I think I’m listening to the wrong voice. Three weeks ago, I put all of my assets into cash. I knew the market was going to skydive. But I didn’t know why. I assumed I was thinking about North Korea. I don’t know why I knew. It’s like my brain subconsciously tracks things that I’m not even aware of and gives me hints. Then I called an investor and he said, why are you worried? I thought inside, because the market is about to take a dive! But I listened to him and re invested everything. Now I have no choice but to keep everything in. Oh well. It will pick back up.
It’s so hard for me, that me being serious, involves massive allegations that some people don’t want to hear. It’s cool though that all of my counseling work has really put me in tune with the world. It’s like I can hear the big picture. I just need to be better at then doing the right thing
I feel like there is a war against sexual inappropriateness going on. And I’m trying to fuel the fight. I think the victims have the upper hand right now. And things have just started. And I know, like when the us fought adolf, you don’t stop! You keep shelling, the hardest when you’re winning!

━━━━━━━━━━━━━━━━━━━━

Problems to work on:
1 > Quote the personal reflections on investing and sexual misconduct, starting at the words that contain "I think I’m" and ending after "pick back up.".
2 > Continue the personal reflections on investing and sexual misconduct after the last sentence shown.

Collected data:

━━━━━━━━━━━━━━━━━━━━

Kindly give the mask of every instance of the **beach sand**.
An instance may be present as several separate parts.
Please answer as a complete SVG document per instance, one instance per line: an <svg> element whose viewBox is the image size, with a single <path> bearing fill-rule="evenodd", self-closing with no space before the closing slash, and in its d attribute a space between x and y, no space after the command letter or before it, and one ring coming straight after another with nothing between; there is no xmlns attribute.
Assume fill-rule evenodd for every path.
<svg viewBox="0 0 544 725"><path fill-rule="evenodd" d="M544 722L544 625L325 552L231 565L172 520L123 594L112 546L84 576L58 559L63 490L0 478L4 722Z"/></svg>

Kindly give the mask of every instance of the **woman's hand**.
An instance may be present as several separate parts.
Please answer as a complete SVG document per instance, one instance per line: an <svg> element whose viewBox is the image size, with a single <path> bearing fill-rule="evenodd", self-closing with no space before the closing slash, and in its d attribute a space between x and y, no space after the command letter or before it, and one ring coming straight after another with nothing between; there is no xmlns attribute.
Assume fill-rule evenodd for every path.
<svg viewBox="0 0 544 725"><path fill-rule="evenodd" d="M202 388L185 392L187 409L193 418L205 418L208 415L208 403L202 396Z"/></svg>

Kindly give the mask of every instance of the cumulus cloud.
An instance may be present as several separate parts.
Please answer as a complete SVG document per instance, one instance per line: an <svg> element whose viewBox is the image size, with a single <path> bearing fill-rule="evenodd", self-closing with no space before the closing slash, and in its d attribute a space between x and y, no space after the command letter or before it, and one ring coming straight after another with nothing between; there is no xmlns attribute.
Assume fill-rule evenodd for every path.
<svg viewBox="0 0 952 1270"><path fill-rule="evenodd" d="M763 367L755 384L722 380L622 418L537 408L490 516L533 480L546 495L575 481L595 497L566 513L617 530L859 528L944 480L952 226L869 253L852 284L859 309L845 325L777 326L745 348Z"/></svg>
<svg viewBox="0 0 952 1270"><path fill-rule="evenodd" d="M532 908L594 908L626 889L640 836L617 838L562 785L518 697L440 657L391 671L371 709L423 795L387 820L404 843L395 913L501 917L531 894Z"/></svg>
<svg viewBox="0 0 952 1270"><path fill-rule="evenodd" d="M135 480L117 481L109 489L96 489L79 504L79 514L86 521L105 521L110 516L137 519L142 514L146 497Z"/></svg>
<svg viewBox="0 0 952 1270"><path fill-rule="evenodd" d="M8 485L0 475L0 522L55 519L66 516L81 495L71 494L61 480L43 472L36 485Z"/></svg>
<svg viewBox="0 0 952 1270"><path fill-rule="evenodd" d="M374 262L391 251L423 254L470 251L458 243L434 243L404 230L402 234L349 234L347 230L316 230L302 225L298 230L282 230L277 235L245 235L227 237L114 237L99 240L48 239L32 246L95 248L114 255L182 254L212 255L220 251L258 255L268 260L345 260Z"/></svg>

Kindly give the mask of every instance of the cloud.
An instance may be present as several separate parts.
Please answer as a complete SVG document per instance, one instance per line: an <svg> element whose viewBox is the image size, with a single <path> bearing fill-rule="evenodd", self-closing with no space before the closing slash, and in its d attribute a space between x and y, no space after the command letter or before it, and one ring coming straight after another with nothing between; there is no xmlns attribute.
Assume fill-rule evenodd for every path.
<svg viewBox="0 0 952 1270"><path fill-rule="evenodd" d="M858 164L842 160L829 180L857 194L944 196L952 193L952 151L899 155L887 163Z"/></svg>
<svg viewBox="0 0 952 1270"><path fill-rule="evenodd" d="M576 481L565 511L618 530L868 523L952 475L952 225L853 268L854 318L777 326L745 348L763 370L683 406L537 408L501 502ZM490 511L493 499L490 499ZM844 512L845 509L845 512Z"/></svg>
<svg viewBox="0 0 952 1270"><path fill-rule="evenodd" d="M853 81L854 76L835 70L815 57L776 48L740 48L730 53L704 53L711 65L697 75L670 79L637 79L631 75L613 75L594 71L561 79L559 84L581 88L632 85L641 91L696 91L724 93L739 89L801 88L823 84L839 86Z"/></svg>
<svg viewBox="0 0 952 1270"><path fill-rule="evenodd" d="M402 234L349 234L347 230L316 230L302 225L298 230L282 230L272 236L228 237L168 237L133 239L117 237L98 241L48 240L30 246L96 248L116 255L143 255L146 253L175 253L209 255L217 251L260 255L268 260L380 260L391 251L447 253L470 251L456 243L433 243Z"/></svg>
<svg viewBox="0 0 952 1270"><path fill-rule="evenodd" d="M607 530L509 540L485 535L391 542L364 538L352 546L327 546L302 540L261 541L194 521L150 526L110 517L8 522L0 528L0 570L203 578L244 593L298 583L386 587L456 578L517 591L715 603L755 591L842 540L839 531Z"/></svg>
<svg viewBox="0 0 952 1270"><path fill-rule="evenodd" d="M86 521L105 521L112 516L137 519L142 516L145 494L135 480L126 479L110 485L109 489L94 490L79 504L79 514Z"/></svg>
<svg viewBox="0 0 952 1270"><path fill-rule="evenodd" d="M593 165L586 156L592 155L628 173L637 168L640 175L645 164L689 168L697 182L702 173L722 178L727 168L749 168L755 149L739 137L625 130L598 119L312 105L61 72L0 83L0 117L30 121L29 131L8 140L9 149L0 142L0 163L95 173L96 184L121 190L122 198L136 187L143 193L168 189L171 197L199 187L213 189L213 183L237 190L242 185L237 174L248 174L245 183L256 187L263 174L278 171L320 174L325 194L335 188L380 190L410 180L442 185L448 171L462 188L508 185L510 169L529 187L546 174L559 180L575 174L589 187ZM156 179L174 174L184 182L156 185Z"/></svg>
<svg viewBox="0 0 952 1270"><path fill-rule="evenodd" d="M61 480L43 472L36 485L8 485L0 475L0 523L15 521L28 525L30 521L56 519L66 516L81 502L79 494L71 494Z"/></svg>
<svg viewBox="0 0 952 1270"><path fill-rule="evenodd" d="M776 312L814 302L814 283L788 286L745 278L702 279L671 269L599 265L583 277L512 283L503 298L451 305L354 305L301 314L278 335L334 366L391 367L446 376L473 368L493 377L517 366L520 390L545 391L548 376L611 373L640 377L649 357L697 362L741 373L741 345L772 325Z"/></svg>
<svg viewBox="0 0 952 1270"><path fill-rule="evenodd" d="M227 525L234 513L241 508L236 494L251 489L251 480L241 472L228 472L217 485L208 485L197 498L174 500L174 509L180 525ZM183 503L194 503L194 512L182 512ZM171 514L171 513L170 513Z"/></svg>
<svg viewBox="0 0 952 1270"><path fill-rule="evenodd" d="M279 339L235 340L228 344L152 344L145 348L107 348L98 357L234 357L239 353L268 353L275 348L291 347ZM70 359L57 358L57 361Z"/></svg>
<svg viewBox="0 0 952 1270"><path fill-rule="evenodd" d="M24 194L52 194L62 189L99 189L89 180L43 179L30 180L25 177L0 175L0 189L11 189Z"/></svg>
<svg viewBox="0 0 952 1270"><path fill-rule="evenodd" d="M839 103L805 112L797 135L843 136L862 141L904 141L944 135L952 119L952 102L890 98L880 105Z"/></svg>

━━━━━━━━━━━━━━━━━━━━

Responses by item number:
1 >
I think I’m listening to the wrong voice. Three weeks ago, I put all of my assets into cash. I knew the market was going to skydive. But I didn’t know why. I assumed I was thinking about North Korea. I don’t know why I knew. It’s like my brain subconsciously tracks things that I’m not even aware of and gives me hints. Then I called an investor and he said, why are you worried? I thought inside, because the market is about to take a dive! But I listened to him and re invested everything. Now I have no choice but to keep everything in. Oh well. It will pick back up.

2 >
The US spent I think a year just prepping to enter the war. Can you imagine that? The patience? That’s how I’ve felt for the last three years. It was like, I’m losing, gotta lay low and build strength. I didn’t know what for. I’m not sure I do now. But if this is a war, now is the
time to get out the big guns! People like adolf don’t surrender. It’s all or nothing. And there are plenty of adolfs walking around.
if I could just listen to the right voice and be more patient. I pulled my investments for one night. I thing happened so I put them back. Haha! How strange is it that I knew???
I also hate women. There are a few specific reasons. One is that a woman told me something horrible when I was a kid. She wanted someone to kill her! I hated her for wanting that! That’s so bad! Why! And it happened! It was the stupidest thing I have ever heard and now I think all women are stupid and should die for their stupidity just like her! I was so frustrated as a kid, that’s how I thought! I now know that she must have been a victim of something and that was what gave her this idea. And that it is sad. And the state of many women is a sad state. And yet they are so amazing that they usually stay friendly and caring amidst so much! It is frankly, a little peculiar how they do it.
what’s important to me is that people are protected, and safe, and comfortable! It’s hard to be comfortable sometimes! I just want emotional clarity and freedom! And that is the United States!